# Exercise requirements
Please find every line in the entries below that contains the string "task", and copy it.

════════════════════

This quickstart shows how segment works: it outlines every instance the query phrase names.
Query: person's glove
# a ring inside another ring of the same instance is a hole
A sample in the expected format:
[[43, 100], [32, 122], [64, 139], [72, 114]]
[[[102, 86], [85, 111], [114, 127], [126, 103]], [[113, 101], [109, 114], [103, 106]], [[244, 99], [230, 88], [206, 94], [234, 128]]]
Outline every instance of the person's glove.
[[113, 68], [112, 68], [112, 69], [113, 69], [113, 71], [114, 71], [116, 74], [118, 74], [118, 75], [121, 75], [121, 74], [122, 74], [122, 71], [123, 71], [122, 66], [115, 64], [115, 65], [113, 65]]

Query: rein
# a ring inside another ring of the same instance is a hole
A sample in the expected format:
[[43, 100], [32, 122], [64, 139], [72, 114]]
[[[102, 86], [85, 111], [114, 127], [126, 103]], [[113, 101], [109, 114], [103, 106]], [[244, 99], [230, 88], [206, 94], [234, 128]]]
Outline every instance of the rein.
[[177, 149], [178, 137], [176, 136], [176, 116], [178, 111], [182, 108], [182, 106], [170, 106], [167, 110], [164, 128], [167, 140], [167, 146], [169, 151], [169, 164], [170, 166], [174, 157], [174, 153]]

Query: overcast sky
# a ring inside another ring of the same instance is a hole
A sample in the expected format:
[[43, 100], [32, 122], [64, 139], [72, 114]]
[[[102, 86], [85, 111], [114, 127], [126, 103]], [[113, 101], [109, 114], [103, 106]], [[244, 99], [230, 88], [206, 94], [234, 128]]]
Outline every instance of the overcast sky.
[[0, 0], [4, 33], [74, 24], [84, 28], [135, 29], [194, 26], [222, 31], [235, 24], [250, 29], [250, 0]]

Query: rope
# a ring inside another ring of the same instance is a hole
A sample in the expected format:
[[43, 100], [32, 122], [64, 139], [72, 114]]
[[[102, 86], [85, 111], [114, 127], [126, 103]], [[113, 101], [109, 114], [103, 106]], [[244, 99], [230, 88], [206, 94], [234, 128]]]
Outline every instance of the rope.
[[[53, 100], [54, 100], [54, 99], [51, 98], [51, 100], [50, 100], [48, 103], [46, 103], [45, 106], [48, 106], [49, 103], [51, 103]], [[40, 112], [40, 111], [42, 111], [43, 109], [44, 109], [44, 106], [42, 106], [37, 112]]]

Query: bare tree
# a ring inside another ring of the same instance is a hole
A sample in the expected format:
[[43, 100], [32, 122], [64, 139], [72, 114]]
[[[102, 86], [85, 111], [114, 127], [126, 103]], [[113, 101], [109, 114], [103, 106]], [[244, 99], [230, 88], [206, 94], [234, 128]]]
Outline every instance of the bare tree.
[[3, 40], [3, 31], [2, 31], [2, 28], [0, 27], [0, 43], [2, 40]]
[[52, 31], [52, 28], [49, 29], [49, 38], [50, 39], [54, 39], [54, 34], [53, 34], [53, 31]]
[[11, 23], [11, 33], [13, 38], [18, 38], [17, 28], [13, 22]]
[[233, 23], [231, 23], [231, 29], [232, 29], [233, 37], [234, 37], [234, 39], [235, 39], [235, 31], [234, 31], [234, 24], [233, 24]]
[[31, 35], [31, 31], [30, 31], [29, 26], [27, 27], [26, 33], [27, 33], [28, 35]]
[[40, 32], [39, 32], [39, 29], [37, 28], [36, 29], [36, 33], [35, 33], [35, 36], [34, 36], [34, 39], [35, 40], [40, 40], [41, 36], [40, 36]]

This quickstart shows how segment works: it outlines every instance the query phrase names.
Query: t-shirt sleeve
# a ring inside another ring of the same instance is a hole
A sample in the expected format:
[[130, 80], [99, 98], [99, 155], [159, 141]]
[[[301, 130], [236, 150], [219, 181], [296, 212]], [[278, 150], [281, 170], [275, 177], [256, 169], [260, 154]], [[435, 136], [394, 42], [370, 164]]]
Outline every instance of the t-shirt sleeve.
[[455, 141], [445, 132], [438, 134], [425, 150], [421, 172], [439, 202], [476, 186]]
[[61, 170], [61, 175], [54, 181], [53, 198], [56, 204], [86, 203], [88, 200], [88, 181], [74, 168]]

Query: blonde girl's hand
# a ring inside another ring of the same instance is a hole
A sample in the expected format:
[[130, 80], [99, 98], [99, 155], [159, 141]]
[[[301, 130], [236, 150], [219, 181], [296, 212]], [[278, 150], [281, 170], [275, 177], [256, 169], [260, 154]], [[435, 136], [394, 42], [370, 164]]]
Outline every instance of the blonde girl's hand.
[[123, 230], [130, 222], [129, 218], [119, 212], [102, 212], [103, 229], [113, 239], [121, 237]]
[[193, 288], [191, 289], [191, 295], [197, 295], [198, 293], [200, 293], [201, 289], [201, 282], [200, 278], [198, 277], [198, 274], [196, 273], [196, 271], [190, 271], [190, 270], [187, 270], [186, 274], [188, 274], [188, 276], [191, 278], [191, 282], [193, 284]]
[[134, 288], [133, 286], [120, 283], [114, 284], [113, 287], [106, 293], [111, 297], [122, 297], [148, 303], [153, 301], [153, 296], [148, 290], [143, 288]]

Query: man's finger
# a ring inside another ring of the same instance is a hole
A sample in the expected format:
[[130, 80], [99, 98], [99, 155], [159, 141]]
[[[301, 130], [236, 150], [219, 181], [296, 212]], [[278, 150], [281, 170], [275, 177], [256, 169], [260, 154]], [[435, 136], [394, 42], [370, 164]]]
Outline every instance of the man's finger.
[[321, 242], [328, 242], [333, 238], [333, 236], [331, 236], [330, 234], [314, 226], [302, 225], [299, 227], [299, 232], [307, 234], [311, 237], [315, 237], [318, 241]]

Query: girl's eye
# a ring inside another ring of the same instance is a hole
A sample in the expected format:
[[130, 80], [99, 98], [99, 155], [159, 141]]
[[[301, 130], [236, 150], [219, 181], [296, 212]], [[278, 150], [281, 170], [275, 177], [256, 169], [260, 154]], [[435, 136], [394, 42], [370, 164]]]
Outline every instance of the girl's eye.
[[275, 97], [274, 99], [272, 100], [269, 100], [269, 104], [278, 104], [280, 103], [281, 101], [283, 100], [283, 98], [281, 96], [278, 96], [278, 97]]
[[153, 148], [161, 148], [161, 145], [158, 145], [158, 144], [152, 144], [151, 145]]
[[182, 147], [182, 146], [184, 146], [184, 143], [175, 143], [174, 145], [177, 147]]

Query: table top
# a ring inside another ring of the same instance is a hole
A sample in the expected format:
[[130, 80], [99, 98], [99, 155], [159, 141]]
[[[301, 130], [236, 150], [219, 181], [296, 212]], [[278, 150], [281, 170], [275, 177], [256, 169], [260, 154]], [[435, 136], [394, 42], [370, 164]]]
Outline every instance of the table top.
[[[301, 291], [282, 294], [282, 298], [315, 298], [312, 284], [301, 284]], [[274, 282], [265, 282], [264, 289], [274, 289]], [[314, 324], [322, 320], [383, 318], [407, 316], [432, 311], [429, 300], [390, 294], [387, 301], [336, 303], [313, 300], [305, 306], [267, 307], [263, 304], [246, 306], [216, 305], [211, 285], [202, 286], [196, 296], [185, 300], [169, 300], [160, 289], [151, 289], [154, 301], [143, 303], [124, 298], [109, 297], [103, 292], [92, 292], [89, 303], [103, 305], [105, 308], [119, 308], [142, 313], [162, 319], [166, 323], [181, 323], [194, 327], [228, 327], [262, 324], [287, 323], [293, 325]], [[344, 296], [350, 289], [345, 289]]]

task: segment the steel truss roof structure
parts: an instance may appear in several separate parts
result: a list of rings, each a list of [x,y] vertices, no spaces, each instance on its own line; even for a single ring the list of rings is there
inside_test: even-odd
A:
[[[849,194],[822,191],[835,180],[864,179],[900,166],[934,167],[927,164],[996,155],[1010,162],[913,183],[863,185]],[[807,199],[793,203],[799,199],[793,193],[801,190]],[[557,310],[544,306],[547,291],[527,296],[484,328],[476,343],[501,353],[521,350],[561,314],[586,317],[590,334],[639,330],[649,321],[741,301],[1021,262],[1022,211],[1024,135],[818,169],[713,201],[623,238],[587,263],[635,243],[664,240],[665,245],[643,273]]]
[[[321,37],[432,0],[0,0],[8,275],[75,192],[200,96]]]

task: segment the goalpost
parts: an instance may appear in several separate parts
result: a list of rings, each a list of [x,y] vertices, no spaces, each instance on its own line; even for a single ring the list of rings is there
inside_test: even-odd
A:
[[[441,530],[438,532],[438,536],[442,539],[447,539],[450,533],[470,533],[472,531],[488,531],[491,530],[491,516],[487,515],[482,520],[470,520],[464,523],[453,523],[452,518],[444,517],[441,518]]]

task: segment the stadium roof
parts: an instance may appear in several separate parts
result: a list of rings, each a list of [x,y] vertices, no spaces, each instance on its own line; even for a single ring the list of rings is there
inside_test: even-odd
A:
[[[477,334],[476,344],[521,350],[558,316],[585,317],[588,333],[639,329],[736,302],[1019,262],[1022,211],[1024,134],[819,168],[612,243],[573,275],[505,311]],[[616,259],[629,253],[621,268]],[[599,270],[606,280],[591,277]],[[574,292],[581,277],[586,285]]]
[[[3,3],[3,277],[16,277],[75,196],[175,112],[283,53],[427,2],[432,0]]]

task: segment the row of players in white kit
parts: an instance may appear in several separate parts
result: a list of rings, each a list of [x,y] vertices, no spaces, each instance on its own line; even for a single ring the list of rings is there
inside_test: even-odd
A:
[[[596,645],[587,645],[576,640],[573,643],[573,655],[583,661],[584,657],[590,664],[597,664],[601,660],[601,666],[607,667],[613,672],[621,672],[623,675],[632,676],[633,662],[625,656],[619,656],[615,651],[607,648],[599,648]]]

════════════════════

# Solution to the problem
task: segment the steel truss roof structure
task: segment the goalpost
task: segment the stadium roof
task: segment the row of players in white kit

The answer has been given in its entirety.